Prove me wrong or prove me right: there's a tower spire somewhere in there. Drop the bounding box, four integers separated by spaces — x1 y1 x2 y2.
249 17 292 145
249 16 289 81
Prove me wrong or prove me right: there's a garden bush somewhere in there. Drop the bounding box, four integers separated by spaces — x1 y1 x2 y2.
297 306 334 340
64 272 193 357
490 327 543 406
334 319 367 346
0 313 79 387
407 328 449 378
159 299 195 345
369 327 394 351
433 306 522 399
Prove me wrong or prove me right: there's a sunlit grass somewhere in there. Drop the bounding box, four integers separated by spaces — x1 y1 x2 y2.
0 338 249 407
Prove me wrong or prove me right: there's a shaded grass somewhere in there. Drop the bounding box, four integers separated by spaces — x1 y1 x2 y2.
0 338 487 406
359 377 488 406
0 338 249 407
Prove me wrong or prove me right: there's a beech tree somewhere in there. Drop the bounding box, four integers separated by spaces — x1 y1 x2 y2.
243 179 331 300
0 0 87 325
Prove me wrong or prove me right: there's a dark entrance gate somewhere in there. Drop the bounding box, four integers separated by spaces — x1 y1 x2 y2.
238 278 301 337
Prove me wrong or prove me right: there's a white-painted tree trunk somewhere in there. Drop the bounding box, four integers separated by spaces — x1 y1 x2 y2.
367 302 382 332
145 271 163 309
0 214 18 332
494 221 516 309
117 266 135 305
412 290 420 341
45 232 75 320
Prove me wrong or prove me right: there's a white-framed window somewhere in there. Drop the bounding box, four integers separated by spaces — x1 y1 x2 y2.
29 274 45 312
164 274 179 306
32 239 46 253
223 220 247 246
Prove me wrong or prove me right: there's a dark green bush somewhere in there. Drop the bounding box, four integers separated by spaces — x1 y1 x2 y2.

________________________________________

YOUR OBJECTIVE: All of the material shown above should be written out exactly.

EXPECTED ANSWER:
Prove me wrong or prove me right: there's a tower spire somewhere in there. Drop the bounding box, four integers separated by spaces — x1 y1 x2 y2.
249 17 292 145
249 16 289 81
Prove me wrong or prove me right: there's a garden bush somewhere in there. Drop the bounding box, four integers separated by spaces — x1 y1 x2 y2.
297 306 334 340
64 272 193 357
490 327 543 406
334 319 367 346
0 313 79 387
407 328 449 378
159 299 195 345
369 327 394 351
433 306 522 399
Prove me wrong or prove me right: there's a sunlit grass somewhere in there. Drop the bounding box, four integers separated by spaces — x1 y1 x2 y2.
0 338 249 407
Prove me wrong or prove me right: there's a shaded grass somewhere in there. Drop the bounding box, four integers separated by spaces — x1 y1 x2 y2.
0 338 487 406
359 377 488 406
0 338 249 407
Prove me wrong or prove me right: there's a beech tree somewhere in there. Drop the bounding box, four integers separated by spaces — x1 y1 x2 y2.
243 179 331 300
0 0 87 325
Prove me wrong or prove me right: there's a dark entrance gate somewhere in there. Drop the bounding box, four integers separated by spaces — x1 y1 x2 y2.
238 278 301 337
Prove me wrong or prove me right: there's a white-painted tree trunk somewhere in there. Drop the bounding box, four integers separated by spaces — x1 y1 x2 y2.
367 302 382 332
145 271 163 309
0 214 18 332
494 221 516 309
117 266 135 305
412 290 420 341
45 232 75 320
Prove me wrong or prove me right: there's a white-framed window somewhere in there. Drop the bounding box, four integers separated by spaces — x1 y1 x2 y2.
29 274 45 312
164 274 179 306
32 239 46 253
223 220 247 246
Prove me wrong or prove me right: there's a dark green bush somewhere in there. Drop the bounding box, four integers separated by spaces — x1 y1 x2 y2.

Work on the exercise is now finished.